*Arbeitsanweisung*.
Setz den Brief über die Fahrt von Krakau nach Lemberg fort und knüpf dabei direkt an seinen letzten Satz an.

*Textauszug*.

⁂

Gestern kam ich nicht zum Schreiben, dafür hatte ich Dir vorgestern schon zwei Briefe geschrieben. Also um Mitternacht bin ich in Krakau weitergefahren. Ich hatte erst gehofft, ein Großstück weiter zu kommen, doch daraus wurde nichts. Bis nach Lemberg hat es nun gelangt und hier sitze ich wieder fest. Schließlich muß man sich an dieses Tempo gewöhnen. In Frankreich war es bestimmt schon gemächlich, aber doch immer noch ging es dort schneller vorwärts wie hier. Ich bin nun zwar durch ganz Polen durchgefahren und stehe nun nahe der früheren russischen Grenze. Wohin es geht, habe ich Dir ja schon mitgeteilt, ob ich zwar dort bleibe, ist noch nicht ganz raus, denn hier muß man ja immer mit Änderungen rechnen.

⁂

*Gespeicherte Einträge*.
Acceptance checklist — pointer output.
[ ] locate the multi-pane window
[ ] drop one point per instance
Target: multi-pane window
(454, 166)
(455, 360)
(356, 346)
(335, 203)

⁂

*Ergebnis*.
Gestern habe ich Dir irrtümlich mitgeteilt, daß es westlich Kiew liegt. Das stimmt aber nicht, denn ich habe jetzt gesehen, daß es etwa 200 km westlich Chrakow am Dnjepr liegt. Hoffentlich kommst Du mit diesen schwierigen Namen zurecht, die sich so schlecht schreiben lassen, wenn nicht, so kannst Du mir das ja dann mitteilen.  Die Fahrt ging anfangs vorwärts. Der Zug kam schon überfüllt in Krakau an, mit etwas Glück hatte ich noch einen Platz bekommen. Eine Luft war zwar in dem Abteil, da wäre man fast drin stecken geblieben, und dick war sie. Einige Soldaten hatten ihre Stiefel ausgezogen, so daß ihre Füße ganz wunderbar ausdünsten konnten. Ich dachte mir, das ist immerhin schon ein Vorgeschmack von dem, was noch kommen kann. Es war aber auch so, je weiter man nach Osten kommt, desto schlimmer wird es.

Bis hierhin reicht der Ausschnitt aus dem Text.